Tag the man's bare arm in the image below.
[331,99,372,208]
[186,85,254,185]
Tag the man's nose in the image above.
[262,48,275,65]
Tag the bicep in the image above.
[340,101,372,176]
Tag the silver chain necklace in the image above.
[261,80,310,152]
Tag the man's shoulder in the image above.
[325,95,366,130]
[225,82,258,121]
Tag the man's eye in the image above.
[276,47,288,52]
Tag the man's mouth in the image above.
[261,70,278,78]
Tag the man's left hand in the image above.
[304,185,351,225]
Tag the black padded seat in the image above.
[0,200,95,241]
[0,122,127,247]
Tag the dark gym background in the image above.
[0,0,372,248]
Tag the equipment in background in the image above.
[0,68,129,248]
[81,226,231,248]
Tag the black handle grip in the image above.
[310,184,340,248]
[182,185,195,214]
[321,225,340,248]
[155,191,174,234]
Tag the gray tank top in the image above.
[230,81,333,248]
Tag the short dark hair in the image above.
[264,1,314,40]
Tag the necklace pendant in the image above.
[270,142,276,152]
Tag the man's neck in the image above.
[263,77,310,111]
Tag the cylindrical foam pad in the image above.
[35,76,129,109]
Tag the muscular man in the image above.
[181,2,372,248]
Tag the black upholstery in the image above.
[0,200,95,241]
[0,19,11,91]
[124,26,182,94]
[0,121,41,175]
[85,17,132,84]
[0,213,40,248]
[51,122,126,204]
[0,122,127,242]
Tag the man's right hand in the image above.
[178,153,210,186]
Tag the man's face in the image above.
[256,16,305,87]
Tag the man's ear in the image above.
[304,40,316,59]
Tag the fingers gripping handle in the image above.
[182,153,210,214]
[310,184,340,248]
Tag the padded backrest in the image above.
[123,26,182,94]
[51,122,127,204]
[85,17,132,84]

### [Required work]
Please copy all the rows above word for word, with no changes.

### [Final result]
Tag the man's bare arm in the image below.
[331,99,372,208]
[186,85,254,185]
Tag the man's nose in the image above.
[262,48,275,65]
Tag the bicep in the image above.
[340,101,372,176]
Tag the silver chain necklace in the image above.
[261,80,310,152]
Tag the man's shoulder in the image above.
[325,95,366,130]
[225,82,258,121]
Tag the man's eye in the image above.
[276,47,288,52]
Tag the man's mouth in the image above.
[261,70,278,78]
Tag the man's left hand in the image above.
[304,185,351,225]
Tag the black padded seat in the image above.
[0,200,95,241]
[0,122,127,247]
Tag the dark gym background in the image above.
[0,0,372,248]
Tag the equipment in background in the image above.
[0,68,129,248]
[81,226,231,248]
Tag the black handle grip in the image above.
[310,184,340,248]
[182,185,195,214]
[321,225,340,248]
[155,191,174,234]
Tag the gray tank top in the image above.
[230,81,333,248]
Tag the short dark hair in the image above.
[264,1,314,40]
Tag the necklace pendant in the image above.
[270,142,276,152]
Tag the man's neck in the image above.
[263,77,310,111]
Tag the cylindrical foam pad in the image above.
[35,76,129,109]
Tag the muscular man in the image above.
[181,2,372,248]
Tag the black upholstery in the image above.
[0,200,95,241]
[0,19,11,91]
[124,26,182,94]
[0,121,41,175]
[85,17,132,84]
[0,213,40,248]
[51,122,126,204]
[0,122,127,242]
Tag the man's right hand in the image above.
[178,153,210,186]
Tag the man's face in the image above.
[256,16,305,87]
Tag the man's ear in the image above.
[304,40,316,59]
Tag the fingers gripping handle in the image above.
[182,153,210,214]
[310,184,340,248]
Tag the padded backrest in the image above.
[123,26,182,94]
[51,122,127,204]
[85,17,132,84]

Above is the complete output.